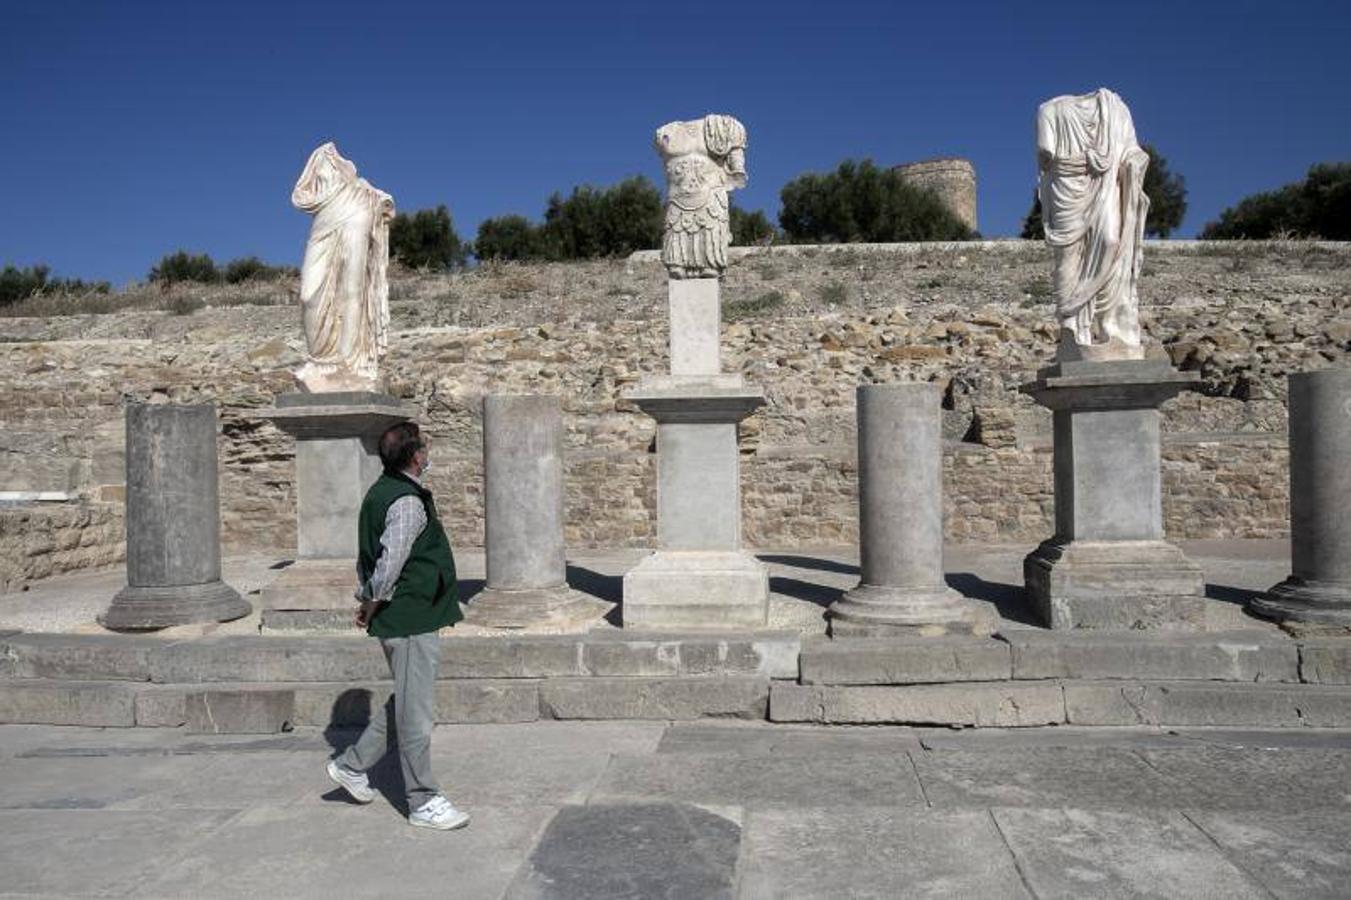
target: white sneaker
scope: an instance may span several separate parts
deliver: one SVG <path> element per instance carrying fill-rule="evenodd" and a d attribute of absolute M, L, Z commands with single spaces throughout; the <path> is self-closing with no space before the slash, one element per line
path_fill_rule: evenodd
<path fill-rule="evenodd" d="M 449 800 L 437 794 L 408 815 L 408 824 L 449 831 L 468 825 L 469 813 L 456 809 Z"/>
<path fill-rule="evenodd" d="M 371 787 L 365 772 L 349 769 L 336 759 L 328 761 L 328 777 L 333 783 L 347 791 L 358 803 L 370 803 L 375 799 L 375 789 Z"/>

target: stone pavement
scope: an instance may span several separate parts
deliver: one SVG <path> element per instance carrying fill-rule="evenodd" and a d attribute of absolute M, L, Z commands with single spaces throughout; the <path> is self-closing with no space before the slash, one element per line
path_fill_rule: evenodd
<path fill-rule="evenodd" d="M 1351 731 L 455 725 L 474 820 L 354 735 L 0 727 L 0 896 L 1345 897 Z"/>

********

Each line of the data should be printed again exactly. Please leave pictures out.

> _SOLUTION BELOW_
target: white sneaker
scope: an instance may span several separate parts
deliver: one SVG <path> element per instance carrying fill-rule="evenodd" and a d attribute of absolute M, L, Z commands with single spaces throughout; the <path> is self-closing with no space before the slash, one element per line
path_fill_rule: evenodd
<path fill-rule="evenodd" d="M 449 800 L 437 794 L 408 815 L 408 824 L 449 831 L 468 825 L 469 813 L 456 809 Z"/>
<path fill-rule="evenodd" d="M 371 787 L 365 772 L 349 769 L 336 759 L 328 761 L 328 777 L 333 783 L 347 791 L 358 803 L 370 803 L 375 799 L 375 789 Z"/>

target: stone pavement
scope: an instance may span several separate parts
deliver: one SVG <path> element per instance carrying fill-rule="evenodd" and a d attribute of absolute M, L, Z commands with single spaces throughout; the <path> is self-closing with no space before the slash, one element per line
path_fill_rule: evenodd
<path fill-rule="evenodd" d="M 1351 731 L 455 725 L 474 820 L 354 735 L 0 727 L 0 896 L 1345 897 Z"/>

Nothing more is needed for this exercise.